• [Instructions to follow]: Copy word for word the part of the data that opens with the line containing "Return the mask of every instance of the **green" and runs through the end of the data, including that first line. Leave the pictures out of your copy.
*** Records for this task ***
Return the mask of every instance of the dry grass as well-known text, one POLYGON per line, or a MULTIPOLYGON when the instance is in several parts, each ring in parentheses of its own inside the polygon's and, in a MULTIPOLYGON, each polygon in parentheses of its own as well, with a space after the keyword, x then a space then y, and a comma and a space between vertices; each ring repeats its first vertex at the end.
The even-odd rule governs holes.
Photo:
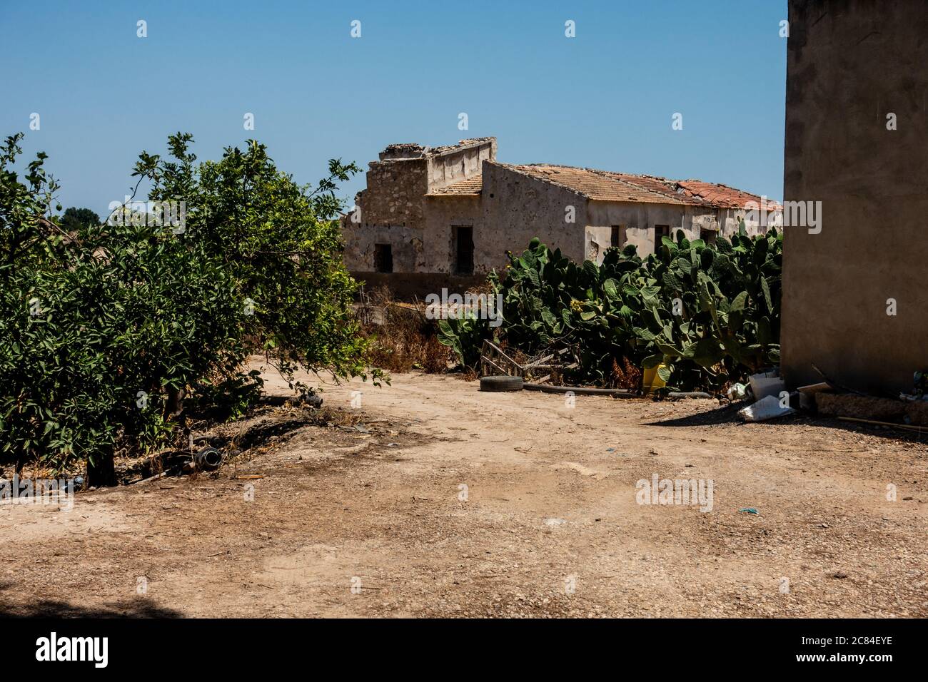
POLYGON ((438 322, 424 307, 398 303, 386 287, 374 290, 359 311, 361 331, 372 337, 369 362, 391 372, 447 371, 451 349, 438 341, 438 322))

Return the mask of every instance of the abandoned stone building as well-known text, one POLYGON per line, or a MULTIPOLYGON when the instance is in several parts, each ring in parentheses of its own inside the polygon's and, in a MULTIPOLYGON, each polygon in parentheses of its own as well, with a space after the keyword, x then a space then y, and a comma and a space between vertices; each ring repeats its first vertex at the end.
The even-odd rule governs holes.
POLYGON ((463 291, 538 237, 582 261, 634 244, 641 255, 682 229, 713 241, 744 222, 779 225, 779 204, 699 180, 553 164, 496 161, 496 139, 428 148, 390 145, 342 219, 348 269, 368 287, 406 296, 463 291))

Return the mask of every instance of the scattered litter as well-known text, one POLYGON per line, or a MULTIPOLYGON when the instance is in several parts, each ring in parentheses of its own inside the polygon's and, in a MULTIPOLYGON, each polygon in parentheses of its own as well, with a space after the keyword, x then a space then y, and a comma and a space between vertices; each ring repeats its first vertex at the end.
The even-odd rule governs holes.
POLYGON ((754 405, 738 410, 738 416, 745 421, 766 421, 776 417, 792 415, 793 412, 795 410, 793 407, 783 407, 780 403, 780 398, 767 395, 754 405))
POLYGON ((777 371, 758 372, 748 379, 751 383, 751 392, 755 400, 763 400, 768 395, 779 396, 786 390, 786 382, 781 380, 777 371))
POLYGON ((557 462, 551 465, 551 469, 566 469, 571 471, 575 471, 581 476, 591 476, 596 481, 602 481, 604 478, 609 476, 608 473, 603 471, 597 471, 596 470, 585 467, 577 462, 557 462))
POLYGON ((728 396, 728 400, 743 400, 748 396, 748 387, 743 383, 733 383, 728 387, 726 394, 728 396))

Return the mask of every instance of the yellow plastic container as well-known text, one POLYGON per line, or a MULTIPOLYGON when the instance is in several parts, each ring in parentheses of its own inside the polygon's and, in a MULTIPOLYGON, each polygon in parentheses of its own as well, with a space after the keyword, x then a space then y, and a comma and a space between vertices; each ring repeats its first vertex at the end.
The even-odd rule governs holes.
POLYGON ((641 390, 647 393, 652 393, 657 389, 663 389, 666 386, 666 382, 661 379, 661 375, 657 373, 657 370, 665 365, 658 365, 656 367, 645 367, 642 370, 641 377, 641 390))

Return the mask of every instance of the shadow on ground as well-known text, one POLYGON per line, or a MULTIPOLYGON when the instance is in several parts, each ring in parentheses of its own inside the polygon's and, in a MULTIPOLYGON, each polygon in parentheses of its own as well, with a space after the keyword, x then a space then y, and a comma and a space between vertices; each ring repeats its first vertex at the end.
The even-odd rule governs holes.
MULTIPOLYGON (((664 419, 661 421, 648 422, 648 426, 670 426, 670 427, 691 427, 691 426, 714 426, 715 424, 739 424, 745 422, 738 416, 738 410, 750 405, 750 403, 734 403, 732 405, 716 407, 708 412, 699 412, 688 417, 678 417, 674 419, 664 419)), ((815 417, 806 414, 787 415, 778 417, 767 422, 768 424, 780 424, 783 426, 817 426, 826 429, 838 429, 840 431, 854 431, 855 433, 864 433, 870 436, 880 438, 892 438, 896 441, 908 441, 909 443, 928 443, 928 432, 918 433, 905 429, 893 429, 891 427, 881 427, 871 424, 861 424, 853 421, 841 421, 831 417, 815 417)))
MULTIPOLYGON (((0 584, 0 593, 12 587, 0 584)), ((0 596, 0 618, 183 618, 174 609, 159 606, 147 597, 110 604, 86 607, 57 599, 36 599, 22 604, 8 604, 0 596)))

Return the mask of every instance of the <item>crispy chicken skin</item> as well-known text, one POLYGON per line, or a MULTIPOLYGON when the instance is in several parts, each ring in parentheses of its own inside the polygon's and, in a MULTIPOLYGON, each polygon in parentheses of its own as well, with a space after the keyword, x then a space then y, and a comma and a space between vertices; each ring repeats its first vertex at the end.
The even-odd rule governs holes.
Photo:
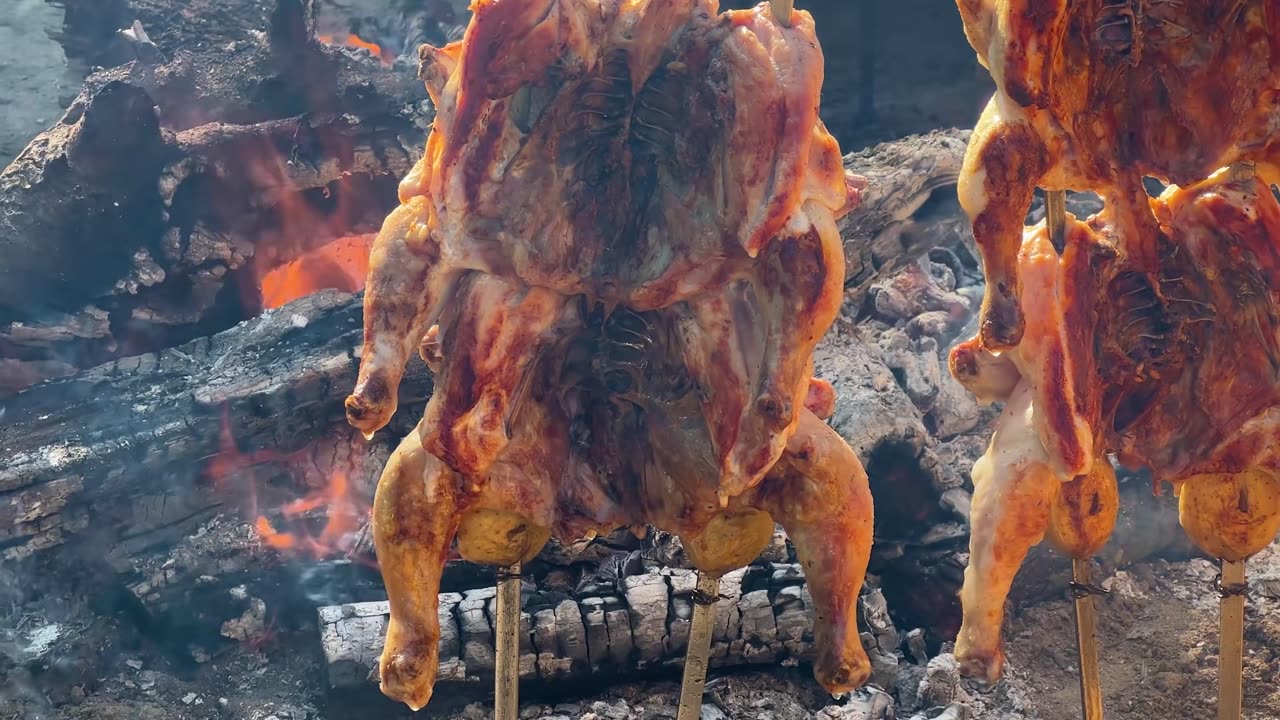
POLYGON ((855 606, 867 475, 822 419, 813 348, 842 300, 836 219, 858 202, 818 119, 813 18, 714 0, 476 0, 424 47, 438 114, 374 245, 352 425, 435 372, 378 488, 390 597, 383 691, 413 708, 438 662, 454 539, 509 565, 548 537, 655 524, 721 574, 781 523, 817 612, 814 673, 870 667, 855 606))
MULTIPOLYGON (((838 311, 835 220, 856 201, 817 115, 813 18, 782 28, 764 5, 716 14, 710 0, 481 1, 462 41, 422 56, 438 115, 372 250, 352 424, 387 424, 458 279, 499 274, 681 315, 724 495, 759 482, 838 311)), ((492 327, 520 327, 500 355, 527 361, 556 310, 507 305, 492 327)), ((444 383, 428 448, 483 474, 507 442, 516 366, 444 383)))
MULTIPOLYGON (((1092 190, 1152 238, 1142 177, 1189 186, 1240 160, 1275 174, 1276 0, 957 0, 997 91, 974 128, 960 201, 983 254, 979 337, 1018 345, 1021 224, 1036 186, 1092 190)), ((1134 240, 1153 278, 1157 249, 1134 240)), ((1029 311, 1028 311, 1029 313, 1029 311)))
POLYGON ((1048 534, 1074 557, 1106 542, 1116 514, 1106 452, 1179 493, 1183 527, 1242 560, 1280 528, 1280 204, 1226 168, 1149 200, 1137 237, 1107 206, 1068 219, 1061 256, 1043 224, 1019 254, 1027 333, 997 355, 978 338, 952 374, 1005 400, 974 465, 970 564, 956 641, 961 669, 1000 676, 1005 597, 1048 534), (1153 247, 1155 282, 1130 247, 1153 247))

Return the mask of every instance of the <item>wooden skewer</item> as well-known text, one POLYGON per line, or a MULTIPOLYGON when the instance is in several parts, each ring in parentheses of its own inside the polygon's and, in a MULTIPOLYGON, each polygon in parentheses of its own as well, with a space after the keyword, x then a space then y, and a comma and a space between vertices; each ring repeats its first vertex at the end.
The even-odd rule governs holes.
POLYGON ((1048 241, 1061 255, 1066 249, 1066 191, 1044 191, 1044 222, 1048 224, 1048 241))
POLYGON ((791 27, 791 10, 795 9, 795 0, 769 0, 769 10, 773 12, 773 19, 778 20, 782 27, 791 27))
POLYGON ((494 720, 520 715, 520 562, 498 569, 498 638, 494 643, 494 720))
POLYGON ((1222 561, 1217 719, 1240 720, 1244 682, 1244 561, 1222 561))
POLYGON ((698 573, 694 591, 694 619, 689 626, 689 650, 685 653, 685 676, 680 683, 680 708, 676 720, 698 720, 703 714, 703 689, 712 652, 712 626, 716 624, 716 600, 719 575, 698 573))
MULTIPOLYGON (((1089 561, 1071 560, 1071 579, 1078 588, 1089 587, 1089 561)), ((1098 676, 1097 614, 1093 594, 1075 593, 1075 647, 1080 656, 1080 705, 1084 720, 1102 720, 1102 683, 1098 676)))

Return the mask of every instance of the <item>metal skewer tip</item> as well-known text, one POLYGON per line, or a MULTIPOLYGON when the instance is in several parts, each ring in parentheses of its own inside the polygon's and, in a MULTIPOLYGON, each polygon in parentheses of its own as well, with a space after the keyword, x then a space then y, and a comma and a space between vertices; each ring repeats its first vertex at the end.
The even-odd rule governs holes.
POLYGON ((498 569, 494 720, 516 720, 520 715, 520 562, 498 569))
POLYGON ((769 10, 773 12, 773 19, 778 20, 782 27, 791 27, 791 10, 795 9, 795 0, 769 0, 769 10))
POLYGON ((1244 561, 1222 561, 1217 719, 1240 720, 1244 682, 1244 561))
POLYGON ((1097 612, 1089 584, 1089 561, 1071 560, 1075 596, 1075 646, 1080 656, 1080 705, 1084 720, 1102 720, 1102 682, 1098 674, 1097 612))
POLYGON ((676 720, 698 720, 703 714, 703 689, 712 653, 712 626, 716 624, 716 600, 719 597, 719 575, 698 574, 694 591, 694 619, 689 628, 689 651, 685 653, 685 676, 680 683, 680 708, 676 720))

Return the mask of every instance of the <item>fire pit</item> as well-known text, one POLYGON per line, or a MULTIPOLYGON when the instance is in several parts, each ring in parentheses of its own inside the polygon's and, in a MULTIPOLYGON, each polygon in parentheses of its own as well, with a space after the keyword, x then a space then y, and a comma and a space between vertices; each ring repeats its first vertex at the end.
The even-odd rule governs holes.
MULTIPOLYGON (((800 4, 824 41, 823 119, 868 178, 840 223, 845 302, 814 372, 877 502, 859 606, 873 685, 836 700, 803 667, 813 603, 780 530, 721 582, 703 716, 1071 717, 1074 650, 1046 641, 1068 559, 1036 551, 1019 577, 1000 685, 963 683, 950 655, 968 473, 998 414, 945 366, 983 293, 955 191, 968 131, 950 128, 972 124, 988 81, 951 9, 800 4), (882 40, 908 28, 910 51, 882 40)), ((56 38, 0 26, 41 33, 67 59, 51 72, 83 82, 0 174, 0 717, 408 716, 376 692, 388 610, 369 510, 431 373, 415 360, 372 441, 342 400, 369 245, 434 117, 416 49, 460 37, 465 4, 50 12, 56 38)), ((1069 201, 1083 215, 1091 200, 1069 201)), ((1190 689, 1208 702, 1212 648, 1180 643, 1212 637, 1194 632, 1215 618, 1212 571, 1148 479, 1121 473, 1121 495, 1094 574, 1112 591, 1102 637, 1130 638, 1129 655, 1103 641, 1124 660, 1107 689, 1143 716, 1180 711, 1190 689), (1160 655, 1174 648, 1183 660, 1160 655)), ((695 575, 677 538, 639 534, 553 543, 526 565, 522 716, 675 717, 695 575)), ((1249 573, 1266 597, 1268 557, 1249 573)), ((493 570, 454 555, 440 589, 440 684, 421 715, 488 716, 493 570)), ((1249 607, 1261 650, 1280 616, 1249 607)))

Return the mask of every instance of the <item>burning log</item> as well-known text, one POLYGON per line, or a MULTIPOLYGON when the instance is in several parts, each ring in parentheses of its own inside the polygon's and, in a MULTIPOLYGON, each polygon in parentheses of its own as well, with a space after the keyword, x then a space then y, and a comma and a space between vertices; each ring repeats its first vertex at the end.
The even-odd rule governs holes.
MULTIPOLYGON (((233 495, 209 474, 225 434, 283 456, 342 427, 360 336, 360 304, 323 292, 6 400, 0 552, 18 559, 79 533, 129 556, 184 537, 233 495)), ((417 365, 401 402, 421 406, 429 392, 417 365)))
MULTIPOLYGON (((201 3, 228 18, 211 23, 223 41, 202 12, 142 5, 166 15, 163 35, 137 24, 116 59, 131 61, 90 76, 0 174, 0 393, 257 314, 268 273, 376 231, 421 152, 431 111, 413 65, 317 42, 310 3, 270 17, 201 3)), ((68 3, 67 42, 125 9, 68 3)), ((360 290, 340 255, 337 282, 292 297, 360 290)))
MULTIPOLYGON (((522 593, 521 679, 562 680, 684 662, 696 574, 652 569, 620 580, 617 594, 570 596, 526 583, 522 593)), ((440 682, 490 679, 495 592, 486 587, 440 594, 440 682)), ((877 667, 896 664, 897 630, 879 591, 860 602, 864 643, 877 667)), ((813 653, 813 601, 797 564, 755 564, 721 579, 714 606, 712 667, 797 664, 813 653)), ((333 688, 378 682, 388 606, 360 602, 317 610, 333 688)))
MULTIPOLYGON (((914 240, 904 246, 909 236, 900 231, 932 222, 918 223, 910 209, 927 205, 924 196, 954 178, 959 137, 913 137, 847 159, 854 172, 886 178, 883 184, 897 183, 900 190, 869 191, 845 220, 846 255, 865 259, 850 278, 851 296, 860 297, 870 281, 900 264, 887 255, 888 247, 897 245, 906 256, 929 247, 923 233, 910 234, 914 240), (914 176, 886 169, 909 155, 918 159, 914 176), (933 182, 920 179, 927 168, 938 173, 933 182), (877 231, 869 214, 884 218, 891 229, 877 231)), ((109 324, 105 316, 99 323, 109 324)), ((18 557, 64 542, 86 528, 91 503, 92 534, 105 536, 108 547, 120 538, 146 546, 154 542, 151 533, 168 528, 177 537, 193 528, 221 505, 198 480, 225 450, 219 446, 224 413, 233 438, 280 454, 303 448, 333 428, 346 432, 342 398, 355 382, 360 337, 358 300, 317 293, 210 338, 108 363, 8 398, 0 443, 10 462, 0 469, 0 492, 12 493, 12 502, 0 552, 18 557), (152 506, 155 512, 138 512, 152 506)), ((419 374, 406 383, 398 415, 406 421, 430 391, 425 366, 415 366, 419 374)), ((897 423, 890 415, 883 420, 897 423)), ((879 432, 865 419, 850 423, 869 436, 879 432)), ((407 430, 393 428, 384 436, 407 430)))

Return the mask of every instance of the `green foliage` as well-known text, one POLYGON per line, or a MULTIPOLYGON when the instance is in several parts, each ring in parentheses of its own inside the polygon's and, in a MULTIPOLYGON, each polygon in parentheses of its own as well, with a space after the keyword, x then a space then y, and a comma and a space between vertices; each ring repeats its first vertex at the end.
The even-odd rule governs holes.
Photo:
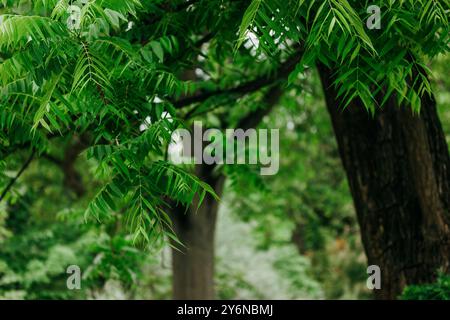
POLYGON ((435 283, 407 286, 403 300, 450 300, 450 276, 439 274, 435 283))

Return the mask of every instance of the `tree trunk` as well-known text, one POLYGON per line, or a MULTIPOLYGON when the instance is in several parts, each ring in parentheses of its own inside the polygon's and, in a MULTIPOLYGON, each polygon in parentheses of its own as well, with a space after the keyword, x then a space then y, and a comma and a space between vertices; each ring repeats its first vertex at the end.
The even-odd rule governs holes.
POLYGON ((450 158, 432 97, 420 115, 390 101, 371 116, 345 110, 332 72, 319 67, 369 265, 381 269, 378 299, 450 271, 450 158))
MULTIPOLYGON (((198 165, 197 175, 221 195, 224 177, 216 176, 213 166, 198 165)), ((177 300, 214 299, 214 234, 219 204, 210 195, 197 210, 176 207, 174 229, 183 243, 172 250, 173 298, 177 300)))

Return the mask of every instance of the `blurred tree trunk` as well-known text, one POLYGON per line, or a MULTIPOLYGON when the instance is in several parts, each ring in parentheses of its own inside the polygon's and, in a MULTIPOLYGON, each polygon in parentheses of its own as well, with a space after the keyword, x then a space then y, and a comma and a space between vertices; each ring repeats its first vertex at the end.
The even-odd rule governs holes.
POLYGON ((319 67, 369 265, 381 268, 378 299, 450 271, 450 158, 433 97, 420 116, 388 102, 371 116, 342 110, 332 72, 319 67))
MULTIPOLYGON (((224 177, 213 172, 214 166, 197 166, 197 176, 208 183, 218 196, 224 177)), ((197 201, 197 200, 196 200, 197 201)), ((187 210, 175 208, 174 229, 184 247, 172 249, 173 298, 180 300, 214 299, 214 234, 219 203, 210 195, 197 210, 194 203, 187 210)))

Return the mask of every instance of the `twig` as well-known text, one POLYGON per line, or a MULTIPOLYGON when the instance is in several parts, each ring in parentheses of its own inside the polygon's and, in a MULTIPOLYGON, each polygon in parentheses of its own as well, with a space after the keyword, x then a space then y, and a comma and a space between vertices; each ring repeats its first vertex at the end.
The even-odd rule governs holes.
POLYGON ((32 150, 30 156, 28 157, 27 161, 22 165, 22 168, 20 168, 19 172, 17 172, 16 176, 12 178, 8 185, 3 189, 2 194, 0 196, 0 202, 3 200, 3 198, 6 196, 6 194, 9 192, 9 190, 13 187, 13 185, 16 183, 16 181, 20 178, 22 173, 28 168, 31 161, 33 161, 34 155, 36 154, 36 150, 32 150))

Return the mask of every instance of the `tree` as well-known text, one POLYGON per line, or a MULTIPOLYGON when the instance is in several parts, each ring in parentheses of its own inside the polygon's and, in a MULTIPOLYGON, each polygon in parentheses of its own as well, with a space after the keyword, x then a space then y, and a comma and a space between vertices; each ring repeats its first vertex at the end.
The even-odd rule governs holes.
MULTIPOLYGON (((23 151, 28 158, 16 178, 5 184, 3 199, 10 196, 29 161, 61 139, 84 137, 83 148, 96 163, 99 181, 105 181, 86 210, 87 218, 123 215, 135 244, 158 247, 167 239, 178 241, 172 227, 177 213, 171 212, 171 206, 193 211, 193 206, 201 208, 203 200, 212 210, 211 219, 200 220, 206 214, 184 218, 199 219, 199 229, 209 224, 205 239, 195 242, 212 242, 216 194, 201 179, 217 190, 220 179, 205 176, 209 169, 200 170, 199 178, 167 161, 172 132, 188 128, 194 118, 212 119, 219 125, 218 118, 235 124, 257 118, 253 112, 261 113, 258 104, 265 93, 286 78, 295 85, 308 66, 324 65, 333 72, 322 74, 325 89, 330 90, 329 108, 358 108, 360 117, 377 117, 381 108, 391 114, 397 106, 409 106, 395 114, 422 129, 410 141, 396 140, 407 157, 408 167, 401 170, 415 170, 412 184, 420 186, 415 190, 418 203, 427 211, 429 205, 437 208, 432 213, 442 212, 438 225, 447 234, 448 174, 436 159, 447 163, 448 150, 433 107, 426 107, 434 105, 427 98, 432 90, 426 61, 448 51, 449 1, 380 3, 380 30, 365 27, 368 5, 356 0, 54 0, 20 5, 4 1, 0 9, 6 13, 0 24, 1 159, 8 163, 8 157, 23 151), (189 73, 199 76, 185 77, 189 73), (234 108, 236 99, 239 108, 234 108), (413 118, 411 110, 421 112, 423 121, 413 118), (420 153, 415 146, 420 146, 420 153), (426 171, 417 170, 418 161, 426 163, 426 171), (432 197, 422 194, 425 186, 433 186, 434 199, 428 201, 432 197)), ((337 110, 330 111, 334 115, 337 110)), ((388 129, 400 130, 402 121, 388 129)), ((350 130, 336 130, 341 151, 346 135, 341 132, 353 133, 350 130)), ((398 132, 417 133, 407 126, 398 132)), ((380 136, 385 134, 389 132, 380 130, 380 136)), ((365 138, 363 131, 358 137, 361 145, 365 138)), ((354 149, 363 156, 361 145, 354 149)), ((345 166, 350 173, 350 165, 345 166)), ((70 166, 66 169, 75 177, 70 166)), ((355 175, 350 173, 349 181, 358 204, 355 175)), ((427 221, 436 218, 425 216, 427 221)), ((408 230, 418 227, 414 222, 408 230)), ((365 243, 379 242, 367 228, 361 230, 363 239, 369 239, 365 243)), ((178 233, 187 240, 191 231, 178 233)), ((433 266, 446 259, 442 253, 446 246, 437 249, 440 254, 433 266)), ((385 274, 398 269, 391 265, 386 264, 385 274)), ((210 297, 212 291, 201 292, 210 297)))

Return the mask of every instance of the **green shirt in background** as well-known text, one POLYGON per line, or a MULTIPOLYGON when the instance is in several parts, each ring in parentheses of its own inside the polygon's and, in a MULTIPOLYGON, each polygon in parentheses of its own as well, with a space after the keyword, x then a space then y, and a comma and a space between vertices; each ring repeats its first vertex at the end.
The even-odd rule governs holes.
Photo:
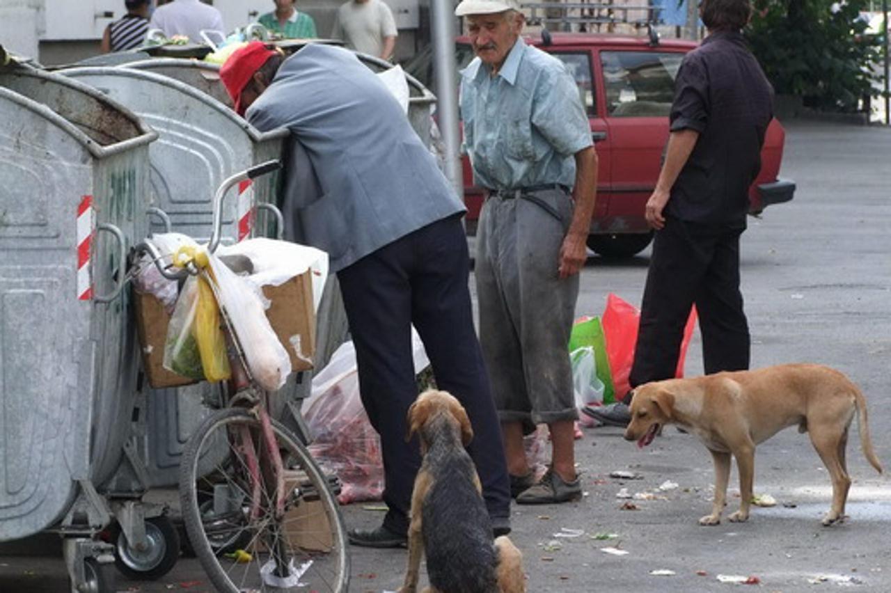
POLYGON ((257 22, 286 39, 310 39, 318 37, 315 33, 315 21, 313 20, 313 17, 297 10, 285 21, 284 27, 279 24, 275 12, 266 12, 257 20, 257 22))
***
• [Response for this exercise]:
Return the mask of every instance of the **green shirt in background** as well-known text, one POLYGON per line, or a MULTIPOLYGON when the instance is in several parts, each ring in parentheses of its own inside the polygon's and, in a MULTIPOLYGON, each polygon in parentheses of its own as well, with a space after the keyword, x then a space then y, and a comma and a space between vertices; each ring repeats its first vertex at the end.
The even-odd rule governs holes.
Photo:
POLYGON ((257 22, 286 39, 310 39, 318 37, 315 33, 315 21, 313 20, 313 17, 297 10, 285 21, 284 27, 279 24, 275 12, 266 12, 257 20, 257 22))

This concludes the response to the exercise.